Segment Start: SUPPLIED TEXT
Monday, January 15, 2024

#15 / I'm So Happy That You Didn't Sneeze




The last speech given by Dr. Martin Luther King, Jr. is titled, "I've Been To The Mountaintop." Dr. King delivered this speech in support of the striking sanitation workers at Mason Temple in Memphis, Tennessee, on April 3, 1968 — the day before he was assassinated.  If you will click that link, above, you can read the speech in its entirety. Here, I am providing a little excerpt from the speech, including a story, told by Dr. King, that is touching in its sincerity:

You know, several years ago, I was in New York City autographing the first book that I had written. And while sitting there autographing books, a demented black woman came up. The only question I heard from her was, "Are you Martin Luther King?" 
And I was looking down writing, and I said yes. And the next minute I felt something beating on my chest. Before I knew it I had been stabbed by this demented woman. I was rushed to Harlem Hospital. It was a dark Saturday afternoon. And that blade had gone through, and the X-rays revealed that the tip of the blade was on the edge of my aorta, the main artery. And once that's punctured, you drown in your own blood—that's the end of you.
Segment End: SUPPLIED TEXT
Segment Start: SUPPLIED INFORMATION
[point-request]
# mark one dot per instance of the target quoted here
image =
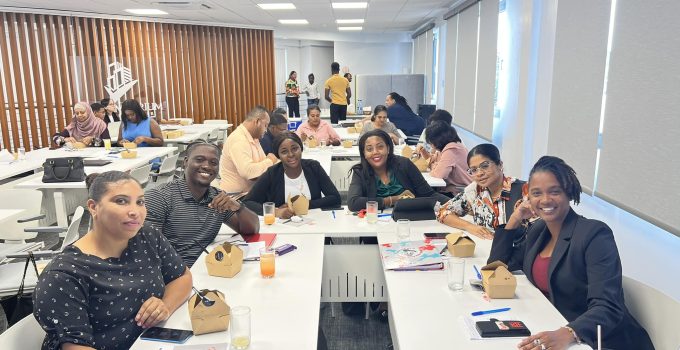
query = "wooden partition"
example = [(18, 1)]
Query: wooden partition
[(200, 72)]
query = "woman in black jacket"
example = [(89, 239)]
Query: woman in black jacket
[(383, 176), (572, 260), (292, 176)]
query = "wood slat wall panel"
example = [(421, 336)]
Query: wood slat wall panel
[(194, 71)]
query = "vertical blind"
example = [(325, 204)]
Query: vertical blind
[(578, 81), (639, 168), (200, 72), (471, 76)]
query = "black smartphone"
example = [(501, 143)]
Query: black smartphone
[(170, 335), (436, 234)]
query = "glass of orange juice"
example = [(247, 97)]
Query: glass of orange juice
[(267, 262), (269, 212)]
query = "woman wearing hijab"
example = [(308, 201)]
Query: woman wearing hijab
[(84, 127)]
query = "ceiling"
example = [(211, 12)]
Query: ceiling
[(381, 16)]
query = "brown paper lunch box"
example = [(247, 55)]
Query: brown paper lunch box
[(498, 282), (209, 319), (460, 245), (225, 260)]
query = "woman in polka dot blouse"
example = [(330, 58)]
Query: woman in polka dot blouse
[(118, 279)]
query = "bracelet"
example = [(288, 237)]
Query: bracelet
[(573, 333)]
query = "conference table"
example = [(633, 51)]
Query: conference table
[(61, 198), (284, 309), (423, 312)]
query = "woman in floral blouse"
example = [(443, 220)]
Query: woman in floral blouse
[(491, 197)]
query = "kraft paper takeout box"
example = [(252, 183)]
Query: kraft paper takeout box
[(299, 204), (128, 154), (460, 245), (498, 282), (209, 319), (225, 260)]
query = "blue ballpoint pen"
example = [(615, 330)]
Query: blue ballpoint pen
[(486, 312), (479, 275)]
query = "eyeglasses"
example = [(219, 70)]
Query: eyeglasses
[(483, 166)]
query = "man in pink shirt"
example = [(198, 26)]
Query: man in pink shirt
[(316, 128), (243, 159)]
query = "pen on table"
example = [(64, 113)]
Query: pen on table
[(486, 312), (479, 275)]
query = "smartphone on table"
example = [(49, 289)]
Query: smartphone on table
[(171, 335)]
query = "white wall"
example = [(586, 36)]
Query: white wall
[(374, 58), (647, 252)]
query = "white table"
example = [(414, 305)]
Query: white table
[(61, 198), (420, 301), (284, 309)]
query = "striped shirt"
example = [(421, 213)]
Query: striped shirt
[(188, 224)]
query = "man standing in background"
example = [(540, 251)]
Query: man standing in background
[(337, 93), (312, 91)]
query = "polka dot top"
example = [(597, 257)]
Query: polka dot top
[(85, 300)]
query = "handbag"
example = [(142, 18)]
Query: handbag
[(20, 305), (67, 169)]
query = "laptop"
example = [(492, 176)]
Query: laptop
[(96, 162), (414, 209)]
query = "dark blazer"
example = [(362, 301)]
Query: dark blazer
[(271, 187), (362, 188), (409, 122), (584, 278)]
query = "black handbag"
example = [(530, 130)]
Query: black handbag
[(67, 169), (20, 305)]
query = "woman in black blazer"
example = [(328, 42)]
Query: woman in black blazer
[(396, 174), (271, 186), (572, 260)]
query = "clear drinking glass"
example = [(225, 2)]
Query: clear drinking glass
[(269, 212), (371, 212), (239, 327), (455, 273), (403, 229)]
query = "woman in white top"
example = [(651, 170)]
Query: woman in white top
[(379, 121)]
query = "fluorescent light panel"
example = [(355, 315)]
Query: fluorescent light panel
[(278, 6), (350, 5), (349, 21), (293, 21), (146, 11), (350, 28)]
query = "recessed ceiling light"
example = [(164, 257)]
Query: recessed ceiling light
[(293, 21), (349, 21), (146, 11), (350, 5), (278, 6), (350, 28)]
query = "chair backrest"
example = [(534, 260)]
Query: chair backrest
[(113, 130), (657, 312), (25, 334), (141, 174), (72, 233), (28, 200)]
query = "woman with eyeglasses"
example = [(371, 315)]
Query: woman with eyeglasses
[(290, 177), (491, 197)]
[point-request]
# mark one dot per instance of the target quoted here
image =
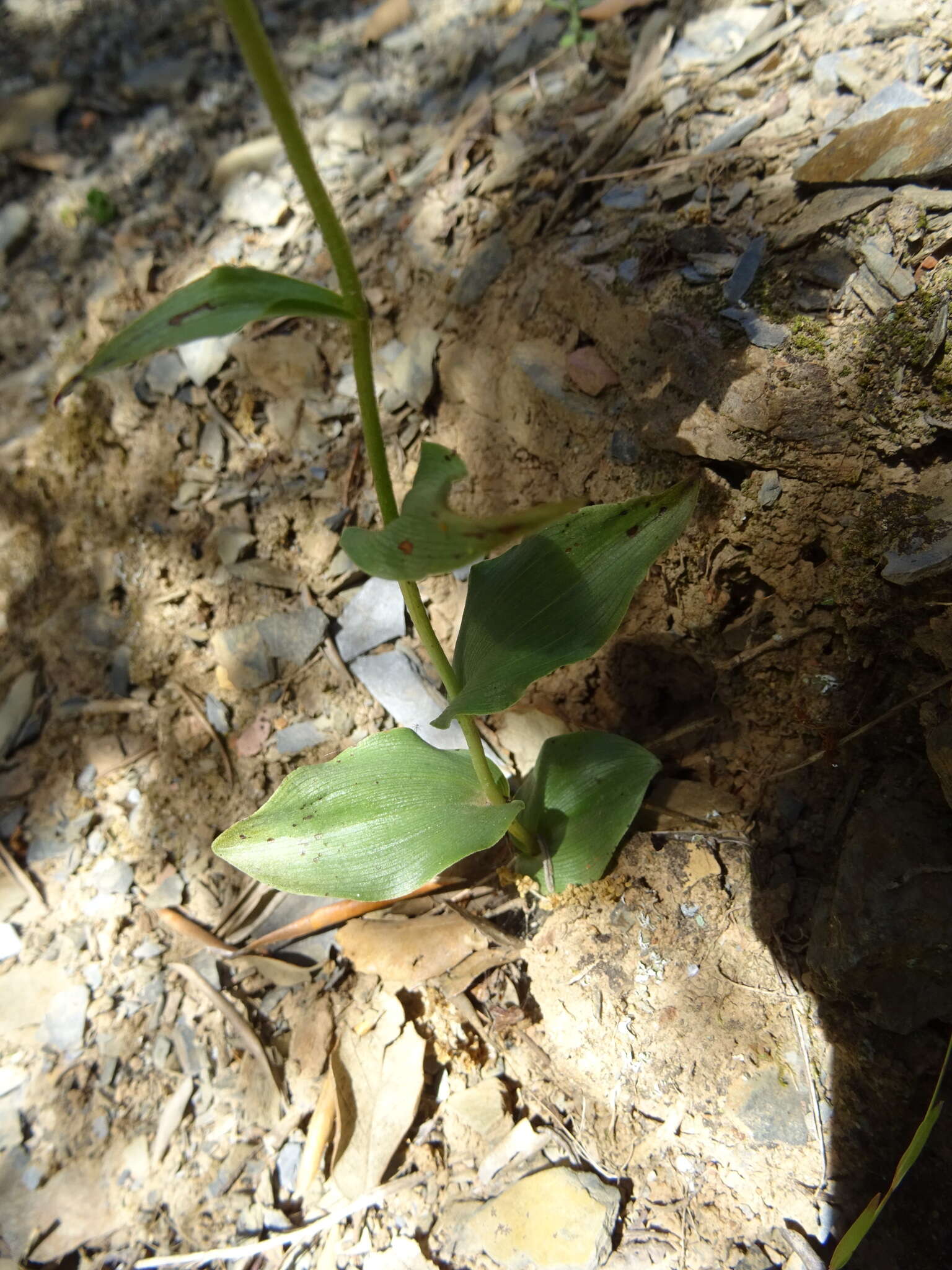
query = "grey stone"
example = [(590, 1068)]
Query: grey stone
Segment End: SUPPLIED INFORMATION
Segment Start: SUPPLIED INFORMATION
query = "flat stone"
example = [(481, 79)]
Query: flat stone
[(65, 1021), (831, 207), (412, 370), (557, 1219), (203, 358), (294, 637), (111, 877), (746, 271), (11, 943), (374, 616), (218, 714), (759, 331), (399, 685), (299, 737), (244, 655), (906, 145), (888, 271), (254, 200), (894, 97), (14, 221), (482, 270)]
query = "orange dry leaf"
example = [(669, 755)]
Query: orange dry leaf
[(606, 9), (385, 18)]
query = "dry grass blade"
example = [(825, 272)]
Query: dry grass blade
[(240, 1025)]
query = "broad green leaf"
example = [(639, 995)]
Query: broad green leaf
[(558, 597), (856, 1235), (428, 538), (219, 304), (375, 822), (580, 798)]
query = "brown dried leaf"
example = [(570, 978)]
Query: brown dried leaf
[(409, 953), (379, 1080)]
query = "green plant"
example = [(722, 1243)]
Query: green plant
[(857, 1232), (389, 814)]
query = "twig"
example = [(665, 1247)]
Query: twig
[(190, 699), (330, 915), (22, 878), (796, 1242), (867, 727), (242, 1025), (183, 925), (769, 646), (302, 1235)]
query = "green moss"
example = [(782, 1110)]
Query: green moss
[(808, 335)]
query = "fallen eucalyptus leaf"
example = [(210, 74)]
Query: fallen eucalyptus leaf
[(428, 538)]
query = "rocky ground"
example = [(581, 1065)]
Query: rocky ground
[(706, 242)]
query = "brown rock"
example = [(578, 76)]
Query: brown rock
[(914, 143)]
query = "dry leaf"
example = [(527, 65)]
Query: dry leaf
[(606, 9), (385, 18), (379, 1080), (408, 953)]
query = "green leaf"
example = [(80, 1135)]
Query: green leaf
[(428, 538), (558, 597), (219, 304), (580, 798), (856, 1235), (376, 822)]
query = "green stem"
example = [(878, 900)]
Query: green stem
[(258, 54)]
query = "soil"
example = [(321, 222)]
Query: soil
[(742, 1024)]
Segment End: SUPPLIED INFORMATION
Segment Start: SUPPLIED INFORMATION
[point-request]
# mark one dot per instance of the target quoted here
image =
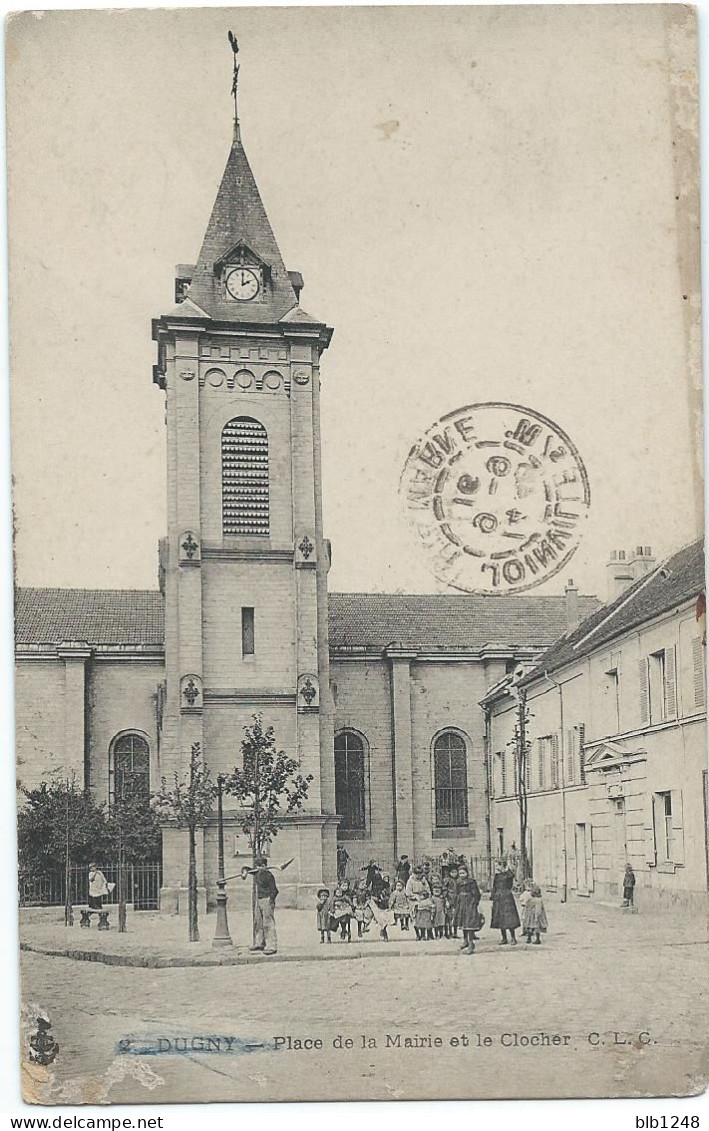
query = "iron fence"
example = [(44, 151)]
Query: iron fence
Segment End: SUPPLIED INFORMATION
TASKS AND EXERCISES »
[A] From the blog post, give again the passage between "And I was looking" and "end of you.", inclusive.
[B] Decide whether each statement agrees with the blog post, answering yes or no and quoting the deciding words. (i) Dr. King gave his last speech at Mason Temple in Memphis on April 3, 1968. (ii) After the stabbing, Dr. King was taken to Harlem Hospital. (iii) The stabbing happened on a bright Sunday morning.
[C] Translate this sentence from the blog post into Spanish: "The only question I heard from her was, "Are you Martin Luther King?""

REPLIES »
[A]
And I was looking down writing, and I said yes. And the next minute I felt something beating on my chest. Before I knew it I had been stabbed by this demented woman. I was rushed to Harlem Hospital. It was a dark Saturday afternoon. And that blade had gone through, and the X-rays revealed that the tip of the blade was on the edge of my aorta, the main artery. And once that's punctured, you drown in your own blood—that's the end of you.

[B]
(i) Yes: "Dr. King delivered this speech in support of the striking sanitation workers at Mason Temple in Memphis, Tennessee, on April 3, 1968"
(ii) Yes: "I was rushed to Harlem Hospital."
(iii) No: "It was a dark Saturday afternoon."

[C] La única pregunta que le oí fue: «¿Es usted Martin Luther King?»